EXERCISE REQUIREMENTS: Look at every line below and count those containing "buddha". Answer with the number only.

Data extracted from a collection
★ ★ ★ ★ ★ ★ ★
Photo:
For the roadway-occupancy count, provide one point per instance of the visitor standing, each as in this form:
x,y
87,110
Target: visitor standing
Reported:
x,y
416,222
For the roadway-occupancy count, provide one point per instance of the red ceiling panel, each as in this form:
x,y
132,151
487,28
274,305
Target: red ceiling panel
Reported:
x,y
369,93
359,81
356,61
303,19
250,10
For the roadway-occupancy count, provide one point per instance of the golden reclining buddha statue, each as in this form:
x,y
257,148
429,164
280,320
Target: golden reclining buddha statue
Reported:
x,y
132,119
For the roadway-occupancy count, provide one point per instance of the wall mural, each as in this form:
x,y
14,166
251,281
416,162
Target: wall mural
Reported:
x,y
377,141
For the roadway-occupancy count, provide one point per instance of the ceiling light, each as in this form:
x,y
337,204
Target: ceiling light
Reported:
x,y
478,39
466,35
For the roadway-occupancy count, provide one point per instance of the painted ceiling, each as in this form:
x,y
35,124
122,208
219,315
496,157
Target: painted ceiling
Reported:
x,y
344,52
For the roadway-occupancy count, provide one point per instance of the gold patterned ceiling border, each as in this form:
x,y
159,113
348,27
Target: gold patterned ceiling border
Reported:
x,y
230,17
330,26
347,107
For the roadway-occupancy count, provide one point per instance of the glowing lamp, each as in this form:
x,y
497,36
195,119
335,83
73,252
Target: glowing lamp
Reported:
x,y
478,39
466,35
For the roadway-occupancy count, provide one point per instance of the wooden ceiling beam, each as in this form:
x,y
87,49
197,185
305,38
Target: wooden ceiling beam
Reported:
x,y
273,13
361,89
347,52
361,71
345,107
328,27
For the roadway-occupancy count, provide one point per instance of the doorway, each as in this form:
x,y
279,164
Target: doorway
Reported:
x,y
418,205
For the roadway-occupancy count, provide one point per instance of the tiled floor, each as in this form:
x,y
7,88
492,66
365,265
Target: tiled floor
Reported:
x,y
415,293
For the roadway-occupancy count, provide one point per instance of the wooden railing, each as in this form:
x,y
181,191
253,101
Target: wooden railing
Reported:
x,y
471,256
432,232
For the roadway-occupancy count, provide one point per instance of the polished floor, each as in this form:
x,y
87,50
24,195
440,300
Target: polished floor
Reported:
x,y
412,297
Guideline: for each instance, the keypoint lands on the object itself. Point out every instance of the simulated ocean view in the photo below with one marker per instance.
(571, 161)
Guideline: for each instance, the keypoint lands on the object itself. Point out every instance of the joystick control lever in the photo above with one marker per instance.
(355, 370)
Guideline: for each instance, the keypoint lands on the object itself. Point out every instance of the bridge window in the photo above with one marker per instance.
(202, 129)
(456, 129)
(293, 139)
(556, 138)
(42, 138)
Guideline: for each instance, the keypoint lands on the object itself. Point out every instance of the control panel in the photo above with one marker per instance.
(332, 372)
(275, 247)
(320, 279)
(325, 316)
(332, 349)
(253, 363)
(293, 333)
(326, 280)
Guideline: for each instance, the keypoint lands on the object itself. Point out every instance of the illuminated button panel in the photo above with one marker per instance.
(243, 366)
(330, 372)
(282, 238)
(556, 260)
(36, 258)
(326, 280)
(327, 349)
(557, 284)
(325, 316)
★ ★ ★ ★ ★ ★ ★
RESPONSE: 2